The following table sets forth certain information concerning each person known to the Company to be the “beneficial owner”, as such term is defined by the rules of the Securities and Exchange Commission (“SEC”), of more than 5% of the outstanding shares of Class B Common Stock of the Company as of March 6, 2007:
 
                 
          Percent of
 
    Amount and Nature of
    Class B Shares
 
Name and Address
  Beneficial Ownership     Outstanding  
 
SunTrust Bank
    12,594,476 (1)     51.0 %
c/o SunTrust Bank
55 Park Place
Atlanta, Georgia 30303
               
Linda K. Crawford
    1,459,977       5.9 %
57 N. Green Bay Road
Lake Forest, Illinois 60045
               
Crawford Partners, L.P. 
    10,466,931 (1)(2)     42.4 %
55 Park Place
Atlanta, Georgia 30303
               
Jesse C. Crawford
    12,783,181 (1)(2)     51.8 %
Crawford Communications, Inc.
3845 Pleasantdale Rd.
Atlanta, Georgia 30340
               
 
 
(1) The shares are held by one or more bank subsidiaries of SunTrust Bank in various fiduciary and agency capacities. SunTrust Bank has sole voting power with respect to 1,644,157 of such shares. SunTrust Bank has sole investment power with respect to 1,693,395 of such shares, shares investment power with respect to 49,238 of such shares and shares voting and investment power with respect to 384,912 of such shares. SunTrust Bank disclaims any beneficial interest in any such shares. Included in the shares beneficially owned by SunTrust Bank are 10,466,931 shares held by Crawford Partners, L.P. Jesse C. Crawford is a general partner of Crawford Partners, L.P., owns all of the units of the other general partner of Crawford Partners, L.P., and directs the voting of the shares owned by Crawford Partners, L. P. Also included in the shares beneficially owned by SunTrust Banks are 384,912 shares held in a trust over which SunTrust Bank and Jesse C. Crawford share voting and investment power.

> **Record list**
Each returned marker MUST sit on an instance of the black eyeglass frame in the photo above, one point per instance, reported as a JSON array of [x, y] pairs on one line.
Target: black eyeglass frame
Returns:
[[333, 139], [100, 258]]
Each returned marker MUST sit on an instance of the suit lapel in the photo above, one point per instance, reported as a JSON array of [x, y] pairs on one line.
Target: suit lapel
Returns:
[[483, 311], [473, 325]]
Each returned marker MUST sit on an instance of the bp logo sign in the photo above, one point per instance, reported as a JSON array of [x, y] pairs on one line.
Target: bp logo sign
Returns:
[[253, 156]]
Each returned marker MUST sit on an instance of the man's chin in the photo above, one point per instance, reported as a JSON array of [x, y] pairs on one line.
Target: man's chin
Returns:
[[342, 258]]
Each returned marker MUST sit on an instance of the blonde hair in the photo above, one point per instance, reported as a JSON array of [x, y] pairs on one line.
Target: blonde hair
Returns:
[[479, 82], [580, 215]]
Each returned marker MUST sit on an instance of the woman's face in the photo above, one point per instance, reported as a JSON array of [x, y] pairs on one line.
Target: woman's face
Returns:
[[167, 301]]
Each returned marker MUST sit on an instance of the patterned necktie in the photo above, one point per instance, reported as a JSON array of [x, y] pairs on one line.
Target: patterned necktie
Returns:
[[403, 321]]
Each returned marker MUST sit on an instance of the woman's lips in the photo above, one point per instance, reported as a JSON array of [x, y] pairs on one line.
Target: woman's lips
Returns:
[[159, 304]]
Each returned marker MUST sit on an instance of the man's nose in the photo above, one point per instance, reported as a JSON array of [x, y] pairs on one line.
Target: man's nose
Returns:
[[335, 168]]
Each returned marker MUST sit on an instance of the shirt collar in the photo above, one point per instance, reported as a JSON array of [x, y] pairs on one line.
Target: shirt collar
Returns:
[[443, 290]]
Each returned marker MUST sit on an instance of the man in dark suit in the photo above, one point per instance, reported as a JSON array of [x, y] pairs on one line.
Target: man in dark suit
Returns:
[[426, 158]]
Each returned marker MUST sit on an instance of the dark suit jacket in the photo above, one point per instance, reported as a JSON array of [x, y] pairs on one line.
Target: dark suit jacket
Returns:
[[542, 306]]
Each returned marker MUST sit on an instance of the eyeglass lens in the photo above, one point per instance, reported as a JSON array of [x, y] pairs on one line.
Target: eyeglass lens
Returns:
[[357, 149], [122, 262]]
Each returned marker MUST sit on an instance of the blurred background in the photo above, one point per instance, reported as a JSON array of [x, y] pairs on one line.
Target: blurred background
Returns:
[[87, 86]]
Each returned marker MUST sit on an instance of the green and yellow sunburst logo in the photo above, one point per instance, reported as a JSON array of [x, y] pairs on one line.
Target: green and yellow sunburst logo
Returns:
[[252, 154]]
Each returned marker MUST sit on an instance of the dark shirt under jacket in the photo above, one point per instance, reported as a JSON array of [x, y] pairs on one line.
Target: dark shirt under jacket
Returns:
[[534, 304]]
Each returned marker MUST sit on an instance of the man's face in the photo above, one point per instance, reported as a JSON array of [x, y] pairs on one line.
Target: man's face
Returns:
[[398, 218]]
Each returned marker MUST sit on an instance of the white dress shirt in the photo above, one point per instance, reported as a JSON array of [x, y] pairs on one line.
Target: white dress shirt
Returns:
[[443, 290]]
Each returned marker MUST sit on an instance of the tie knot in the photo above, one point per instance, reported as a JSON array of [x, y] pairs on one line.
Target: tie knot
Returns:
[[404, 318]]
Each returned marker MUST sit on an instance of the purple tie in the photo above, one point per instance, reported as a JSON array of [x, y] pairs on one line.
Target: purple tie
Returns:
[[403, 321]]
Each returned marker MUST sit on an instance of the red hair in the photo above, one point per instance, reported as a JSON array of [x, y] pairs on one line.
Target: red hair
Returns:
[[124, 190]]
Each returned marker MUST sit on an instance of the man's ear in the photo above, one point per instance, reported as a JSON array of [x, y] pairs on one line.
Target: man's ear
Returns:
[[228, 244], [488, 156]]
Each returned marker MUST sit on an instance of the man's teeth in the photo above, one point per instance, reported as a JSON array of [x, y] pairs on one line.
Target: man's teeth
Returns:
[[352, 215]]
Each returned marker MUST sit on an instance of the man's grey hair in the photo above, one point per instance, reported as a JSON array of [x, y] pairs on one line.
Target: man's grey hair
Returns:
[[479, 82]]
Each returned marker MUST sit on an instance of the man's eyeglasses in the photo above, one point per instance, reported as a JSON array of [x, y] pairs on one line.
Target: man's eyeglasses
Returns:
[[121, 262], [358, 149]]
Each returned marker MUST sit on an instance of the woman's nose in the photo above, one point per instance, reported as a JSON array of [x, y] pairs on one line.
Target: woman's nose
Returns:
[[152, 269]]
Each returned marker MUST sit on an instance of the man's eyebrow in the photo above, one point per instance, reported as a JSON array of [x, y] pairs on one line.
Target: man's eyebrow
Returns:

> **Exercise details**
Transcribe the entire Class B beneficial ownership excerpt word for word. These rows come from a different source than the excerpt.

> **Answer for this exercise**
The following table sets forth certain information concerning each person known to the Company to be the “beneficial owner”, as such term is defined by the rules of the Securities and Exchange Commission (“SEC”), of more than 5% of the outstanding shares of Class B Common Stock of the Company as of March 6, 2007:
 
                 
          Percent of
 
    Amount and Nature of
    Class B Shares
 
Name and Address
  Beneficial Ownership     Outstanding  
 
SunTrust Bank
    12,594,476 (1)     51.0 %
c/o SunTrust Bank
55 Park Place
Atlanta, Georgia 30303
               
Linda K. Crawford
    1,459,977       5.9 %
57 N. Green Bay Road
Lake Forest, Illinois 60045
               
Crawford Partners, L.P. 
    10,466,931 (1)(2)     42.4 %
55 Park Place
Atlanta, Georgia 30303
               
Jesse C. Crawford
    12,783,181 (1)(2)     51.8 %
Crawford Communications, Inc.
3845 Pleasantdale Rd.
Atlanta, Georgia 30340
               
 
 
(1) The shares are held by one or more bank subsidiaries of SunTrust Bank in various fiduciary and agency capacities. SunTrust Bank has sole voting power with respect to 1,644,157 of such shares. SunTrust Bank has sole investment power with respect to 1,693,395 of such shares, shares investment power with respect to 49,238 of such shares and shares voting and investment power with respect to 384,912 of such shares. SunTrust Bank disclaims any beneficial interest in any such shares. Included in the shares beneficially owned by SunTrust Bank are 10,466,931 shares held by Crawford Partners, L.P. Jesse C. Crawford is a general partner of Crawford Partners, L.P., owns all of the units of the other general partner of Crawford Partners, L.P., and directs the voting of the shares owned by Crawford Partners, L. P. Also included in the shares beneficially owned by SunTrust Banks are 384,912 shares held in a trust over which SunTrust Bank and Jesse C. Crawford share voting and investment power.